** 待办任务 **
你能把下面的记录逐行原样誊写一遍，不改动任何字符吗？

** 任务材料 **
__________________________________________________

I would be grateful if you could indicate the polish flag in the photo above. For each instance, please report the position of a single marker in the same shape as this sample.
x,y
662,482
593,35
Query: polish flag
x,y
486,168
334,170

__________________________________________________

** 参考答案 **
I would be grateful if you could indicate the polish flag in the photo above. For each instance, please report the position of a single marker in the same shape as this sample.
x,y
662,482
593,35
Query: polish flag
x,y
486,168
334,170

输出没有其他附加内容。